::: Text shown

Intriguingly, we did not identify a similarly significant instantaneous correlation between the protrusion velocity and Arp3 in any cluster (Fig. 4g). Conversely, we identified a significantly stronger instantaneous correlation between VASP intensities and protrusion velocities in all clusters in the time-specific correlation analysis (Fig. 4h). This is consistent with the previous study such that the edge velocity and lamellipodial VASP intensity were highly correlated when the leading edges of B16 melanoma cells had a uniform rate of protrusion29; however our study provided substantial quantitative evidence from the samples exhibiting highly heterogeneous and non-stationary edge movements. This further suggests that VASP compared to Arp2/3 plays a more direct role in controlling the protrusion velocity at the leading edge in all protrusion clusters. In Cluster I and II-1/2/3, VASP-dependent actin elongation tightly coordinates with Arp2/3 complex-mediated actin nucleation because actin exhibited a strong instantaneous correlation with protrusion velocity. Conversely, the significant and strong instantaneous correlation between VASP and the protrusion velocity in Cluster III begins to appear 100 s after protrusion onset (Fig. 4h, Cluster III), along with no correlation between actin and the protrusion velocity (Fig. 4f, Cluster III). This suggests that actin elongation by VASP plays a key role in the late phase of accelerating protrusion while Arp2/3 still plays a role in the early phase (Fig. 4i, Supplementary Note 2). We also demonstrated that VASP intensities contained sufficient information to predict protrusion phenotypes by the classification analysis (Fig. 4j, k, Supplementary Note 3).

Notably, both the strong correlation between VASP and the protrusion velocity observed in all clusters and the postulated mode of VASP in regulating accelerating protrusions suggest that VASP plays a more critical role in generating differential protrusion phenotypes. The differences in how VASP and Arp2/3 polymerize actin further validate our interpretation. VASP facilitates actin filament elongation by binding to the barbed ends of actin filaments at the leading edge30,31,32, whereas Arp2/3 binds to the sides of the mother filaments and initiates actin nucleation. Thus, the ability of Arp2/3 to directly control barbed end elongation is limited33. Because actin elongation at the barbed end pushes the plasma membrane and generates protrusion velocity, the strong correlation between VASP activity and protrusion velocity at the leading edge is plausible.

::::::
::: Extracted material

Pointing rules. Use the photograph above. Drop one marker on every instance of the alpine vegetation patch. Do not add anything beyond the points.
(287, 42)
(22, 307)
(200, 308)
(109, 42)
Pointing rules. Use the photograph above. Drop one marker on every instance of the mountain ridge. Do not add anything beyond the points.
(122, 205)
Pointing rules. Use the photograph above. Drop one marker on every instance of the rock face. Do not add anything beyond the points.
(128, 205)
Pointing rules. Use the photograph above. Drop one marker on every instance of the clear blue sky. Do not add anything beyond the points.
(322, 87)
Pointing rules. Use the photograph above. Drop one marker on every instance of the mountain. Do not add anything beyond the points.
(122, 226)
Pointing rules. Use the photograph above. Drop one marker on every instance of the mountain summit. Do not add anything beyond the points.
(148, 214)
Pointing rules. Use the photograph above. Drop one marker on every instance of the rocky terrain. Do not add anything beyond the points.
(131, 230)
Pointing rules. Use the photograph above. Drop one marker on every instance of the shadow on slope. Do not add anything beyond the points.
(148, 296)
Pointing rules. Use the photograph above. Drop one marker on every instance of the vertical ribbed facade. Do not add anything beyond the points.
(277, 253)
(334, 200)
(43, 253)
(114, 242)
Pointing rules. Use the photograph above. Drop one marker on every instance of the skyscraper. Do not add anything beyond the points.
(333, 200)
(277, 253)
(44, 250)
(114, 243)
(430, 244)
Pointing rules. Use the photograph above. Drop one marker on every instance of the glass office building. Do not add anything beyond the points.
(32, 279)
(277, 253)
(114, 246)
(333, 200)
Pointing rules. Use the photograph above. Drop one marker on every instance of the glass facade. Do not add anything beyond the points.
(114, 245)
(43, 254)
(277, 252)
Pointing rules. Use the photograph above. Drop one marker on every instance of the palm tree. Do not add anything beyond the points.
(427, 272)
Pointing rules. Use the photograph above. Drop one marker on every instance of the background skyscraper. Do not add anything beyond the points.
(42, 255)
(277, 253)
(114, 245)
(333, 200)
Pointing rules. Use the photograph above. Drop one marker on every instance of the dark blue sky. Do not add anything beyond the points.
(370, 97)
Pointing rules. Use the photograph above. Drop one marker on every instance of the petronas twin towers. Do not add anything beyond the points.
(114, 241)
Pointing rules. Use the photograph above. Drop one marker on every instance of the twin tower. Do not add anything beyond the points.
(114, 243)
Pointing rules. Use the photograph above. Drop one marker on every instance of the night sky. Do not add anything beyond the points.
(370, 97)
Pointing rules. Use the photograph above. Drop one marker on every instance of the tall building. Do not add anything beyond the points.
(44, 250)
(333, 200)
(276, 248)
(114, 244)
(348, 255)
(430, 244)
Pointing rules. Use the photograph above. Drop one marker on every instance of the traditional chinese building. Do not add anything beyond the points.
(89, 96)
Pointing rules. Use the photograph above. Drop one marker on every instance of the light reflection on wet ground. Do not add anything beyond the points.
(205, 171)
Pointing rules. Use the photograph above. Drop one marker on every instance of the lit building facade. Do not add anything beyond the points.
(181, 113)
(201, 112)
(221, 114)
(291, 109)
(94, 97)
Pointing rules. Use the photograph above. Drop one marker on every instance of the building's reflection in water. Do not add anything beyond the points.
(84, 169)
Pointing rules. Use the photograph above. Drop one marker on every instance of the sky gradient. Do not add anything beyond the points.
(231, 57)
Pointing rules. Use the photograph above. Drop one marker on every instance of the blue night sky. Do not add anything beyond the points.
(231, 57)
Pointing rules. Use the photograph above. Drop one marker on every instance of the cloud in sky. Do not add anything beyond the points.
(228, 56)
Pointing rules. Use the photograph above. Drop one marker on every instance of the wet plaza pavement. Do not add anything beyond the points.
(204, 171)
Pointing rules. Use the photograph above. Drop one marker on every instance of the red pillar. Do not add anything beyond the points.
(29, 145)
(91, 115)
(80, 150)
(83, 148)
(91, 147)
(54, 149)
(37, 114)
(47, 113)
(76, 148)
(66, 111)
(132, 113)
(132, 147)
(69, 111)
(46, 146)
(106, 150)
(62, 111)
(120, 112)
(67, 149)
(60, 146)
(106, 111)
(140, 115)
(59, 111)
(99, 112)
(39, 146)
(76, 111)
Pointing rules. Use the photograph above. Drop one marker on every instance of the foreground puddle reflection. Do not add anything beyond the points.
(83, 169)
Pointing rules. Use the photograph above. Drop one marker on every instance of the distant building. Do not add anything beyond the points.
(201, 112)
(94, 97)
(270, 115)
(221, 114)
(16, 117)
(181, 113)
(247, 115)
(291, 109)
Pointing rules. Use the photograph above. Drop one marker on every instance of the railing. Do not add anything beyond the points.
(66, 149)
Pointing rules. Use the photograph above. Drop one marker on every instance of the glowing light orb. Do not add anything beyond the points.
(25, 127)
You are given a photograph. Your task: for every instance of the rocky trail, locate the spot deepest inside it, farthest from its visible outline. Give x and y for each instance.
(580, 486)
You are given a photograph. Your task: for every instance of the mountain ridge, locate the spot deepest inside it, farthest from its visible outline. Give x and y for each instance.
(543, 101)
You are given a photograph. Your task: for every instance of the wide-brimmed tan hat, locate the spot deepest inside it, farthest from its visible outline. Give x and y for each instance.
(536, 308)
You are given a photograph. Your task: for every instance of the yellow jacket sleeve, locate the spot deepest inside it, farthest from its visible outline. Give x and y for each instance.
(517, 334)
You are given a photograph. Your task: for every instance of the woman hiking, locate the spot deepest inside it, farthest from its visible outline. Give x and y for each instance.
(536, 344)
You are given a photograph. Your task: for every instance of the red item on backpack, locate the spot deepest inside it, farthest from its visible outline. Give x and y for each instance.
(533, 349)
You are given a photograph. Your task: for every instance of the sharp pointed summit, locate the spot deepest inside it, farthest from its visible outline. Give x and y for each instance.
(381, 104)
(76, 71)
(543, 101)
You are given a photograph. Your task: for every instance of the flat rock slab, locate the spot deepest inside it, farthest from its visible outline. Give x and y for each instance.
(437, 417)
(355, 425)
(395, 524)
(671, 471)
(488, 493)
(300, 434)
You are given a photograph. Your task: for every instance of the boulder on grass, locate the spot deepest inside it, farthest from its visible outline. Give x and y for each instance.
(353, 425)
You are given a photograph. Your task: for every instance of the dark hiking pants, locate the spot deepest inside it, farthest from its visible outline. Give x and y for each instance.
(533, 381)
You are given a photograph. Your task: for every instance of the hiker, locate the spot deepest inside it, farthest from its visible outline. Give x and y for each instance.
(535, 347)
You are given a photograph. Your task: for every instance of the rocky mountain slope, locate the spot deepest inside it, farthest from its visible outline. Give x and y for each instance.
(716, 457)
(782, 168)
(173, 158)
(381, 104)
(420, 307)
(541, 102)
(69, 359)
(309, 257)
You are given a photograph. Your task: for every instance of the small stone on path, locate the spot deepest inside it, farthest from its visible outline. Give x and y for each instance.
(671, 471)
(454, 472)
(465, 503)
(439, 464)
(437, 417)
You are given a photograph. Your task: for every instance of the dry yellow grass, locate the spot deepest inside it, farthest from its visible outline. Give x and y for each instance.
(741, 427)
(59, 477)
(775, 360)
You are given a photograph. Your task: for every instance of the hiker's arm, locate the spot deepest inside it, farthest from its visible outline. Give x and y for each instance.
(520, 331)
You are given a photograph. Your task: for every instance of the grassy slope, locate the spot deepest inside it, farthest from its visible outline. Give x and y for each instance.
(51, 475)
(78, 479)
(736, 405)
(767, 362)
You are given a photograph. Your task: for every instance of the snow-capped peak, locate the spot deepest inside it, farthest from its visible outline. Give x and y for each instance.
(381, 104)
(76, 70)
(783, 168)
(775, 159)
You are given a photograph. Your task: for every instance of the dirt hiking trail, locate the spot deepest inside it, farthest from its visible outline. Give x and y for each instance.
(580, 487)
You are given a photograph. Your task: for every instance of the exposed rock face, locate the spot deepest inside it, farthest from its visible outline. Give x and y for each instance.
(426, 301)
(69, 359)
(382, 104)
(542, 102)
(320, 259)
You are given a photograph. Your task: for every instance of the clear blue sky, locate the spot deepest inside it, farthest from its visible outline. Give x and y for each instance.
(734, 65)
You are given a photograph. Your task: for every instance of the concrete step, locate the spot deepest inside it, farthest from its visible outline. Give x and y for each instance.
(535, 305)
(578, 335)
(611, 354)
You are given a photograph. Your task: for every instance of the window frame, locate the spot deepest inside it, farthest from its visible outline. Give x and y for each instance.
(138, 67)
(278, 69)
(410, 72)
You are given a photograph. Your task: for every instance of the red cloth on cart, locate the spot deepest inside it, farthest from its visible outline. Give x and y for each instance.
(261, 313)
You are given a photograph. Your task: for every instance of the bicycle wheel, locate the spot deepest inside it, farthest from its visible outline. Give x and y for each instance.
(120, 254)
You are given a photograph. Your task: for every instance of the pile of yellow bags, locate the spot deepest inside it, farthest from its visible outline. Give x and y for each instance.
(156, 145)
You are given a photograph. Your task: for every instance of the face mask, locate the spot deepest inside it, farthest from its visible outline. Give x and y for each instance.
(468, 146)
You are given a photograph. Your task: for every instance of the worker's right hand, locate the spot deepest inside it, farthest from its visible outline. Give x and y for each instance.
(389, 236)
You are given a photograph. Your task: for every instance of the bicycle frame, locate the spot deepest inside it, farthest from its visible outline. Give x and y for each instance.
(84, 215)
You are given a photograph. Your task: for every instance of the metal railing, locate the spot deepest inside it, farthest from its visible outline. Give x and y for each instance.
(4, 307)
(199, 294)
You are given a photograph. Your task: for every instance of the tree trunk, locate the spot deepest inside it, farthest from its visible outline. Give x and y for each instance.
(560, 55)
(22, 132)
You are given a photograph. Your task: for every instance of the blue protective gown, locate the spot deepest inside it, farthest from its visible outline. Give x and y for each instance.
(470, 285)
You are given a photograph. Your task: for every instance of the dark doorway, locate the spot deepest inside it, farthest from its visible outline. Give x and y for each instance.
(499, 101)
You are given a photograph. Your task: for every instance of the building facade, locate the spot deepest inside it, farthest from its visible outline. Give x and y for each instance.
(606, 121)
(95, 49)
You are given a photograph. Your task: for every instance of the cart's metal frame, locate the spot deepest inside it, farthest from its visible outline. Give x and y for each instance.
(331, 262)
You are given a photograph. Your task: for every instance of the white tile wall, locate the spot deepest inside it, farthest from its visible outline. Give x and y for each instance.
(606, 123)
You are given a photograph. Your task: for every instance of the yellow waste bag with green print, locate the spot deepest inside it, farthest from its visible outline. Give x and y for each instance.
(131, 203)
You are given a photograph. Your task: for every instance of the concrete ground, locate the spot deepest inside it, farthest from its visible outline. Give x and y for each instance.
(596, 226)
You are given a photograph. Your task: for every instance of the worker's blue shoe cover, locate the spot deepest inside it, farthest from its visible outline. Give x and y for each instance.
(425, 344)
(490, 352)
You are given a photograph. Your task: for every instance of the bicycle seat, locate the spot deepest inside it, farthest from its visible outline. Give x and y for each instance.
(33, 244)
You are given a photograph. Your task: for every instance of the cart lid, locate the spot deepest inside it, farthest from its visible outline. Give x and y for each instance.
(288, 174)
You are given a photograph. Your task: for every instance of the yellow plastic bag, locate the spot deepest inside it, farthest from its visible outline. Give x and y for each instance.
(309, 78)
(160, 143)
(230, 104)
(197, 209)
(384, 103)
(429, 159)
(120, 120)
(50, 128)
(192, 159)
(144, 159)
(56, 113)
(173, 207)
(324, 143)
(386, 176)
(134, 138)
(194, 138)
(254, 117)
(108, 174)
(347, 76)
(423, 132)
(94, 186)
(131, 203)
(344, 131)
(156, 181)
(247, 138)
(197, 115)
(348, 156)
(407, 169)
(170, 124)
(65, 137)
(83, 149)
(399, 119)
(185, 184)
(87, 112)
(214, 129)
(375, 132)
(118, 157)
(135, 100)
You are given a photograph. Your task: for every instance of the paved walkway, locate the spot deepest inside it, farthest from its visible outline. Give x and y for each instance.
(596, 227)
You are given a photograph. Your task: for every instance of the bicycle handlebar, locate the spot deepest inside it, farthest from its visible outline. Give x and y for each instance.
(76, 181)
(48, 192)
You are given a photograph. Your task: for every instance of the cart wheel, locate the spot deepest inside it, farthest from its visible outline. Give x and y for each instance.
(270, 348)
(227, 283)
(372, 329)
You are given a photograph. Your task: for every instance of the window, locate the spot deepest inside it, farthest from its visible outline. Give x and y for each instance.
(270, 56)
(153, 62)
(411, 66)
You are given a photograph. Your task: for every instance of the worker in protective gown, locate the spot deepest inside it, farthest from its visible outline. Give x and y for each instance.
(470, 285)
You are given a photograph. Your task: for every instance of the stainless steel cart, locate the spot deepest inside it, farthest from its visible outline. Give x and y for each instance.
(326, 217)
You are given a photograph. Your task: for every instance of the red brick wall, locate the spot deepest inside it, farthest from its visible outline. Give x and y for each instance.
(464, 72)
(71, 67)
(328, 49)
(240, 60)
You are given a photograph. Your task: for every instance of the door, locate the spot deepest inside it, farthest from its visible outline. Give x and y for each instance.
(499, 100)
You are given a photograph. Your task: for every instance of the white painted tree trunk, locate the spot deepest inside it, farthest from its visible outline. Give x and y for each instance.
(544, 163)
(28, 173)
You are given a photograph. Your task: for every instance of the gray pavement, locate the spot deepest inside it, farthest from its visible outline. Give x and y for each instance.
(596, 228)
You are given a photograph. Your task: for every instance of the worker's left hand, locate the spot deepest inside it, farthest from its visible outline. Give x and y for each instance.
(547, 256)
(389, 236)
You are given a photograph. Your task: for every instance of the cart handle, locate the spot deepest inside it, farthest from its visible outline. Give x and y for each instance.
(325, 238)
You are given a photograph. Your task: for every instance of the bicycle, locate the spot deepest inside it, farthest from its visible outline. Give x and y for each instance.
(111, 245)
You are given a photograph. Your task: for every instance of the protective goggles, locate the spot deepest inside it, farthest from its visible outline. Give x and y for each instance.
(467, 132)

::::::

_Apply what you read_
1. In the passage on VASP and protrusion, when does the strong instantaneous correlation between VASP and protrusion velocity in Cluster III begin to appear?
2. Decide whether each statement agrees with the passage on VASP and protrusion, and support each yes or no with the deciding words quoted from it.
(a) Arp3 showed a significant instantaneous correlation with protrusion velocity in at least one cluster.
(b) Arp2/3 binds to the sides of mother filaments.
(c) In Cluster III, actin correlates with protrusion velocity.
The data above have no connection to the passage on VASP and protrusion.

_Task solutions_
1. It begins to appear 100 s after protrusion onset.

2.
(a) No: "we did not identify a similarly significant instantaneous correlation between the protrusion velocity and Arp3 in any cluster"
(b) Yes: "Arp2/3 binds to the sides of the mother filaments and initiates actin nucleation"
(c) No: "along with no correlation between actin and the protrusion velocity"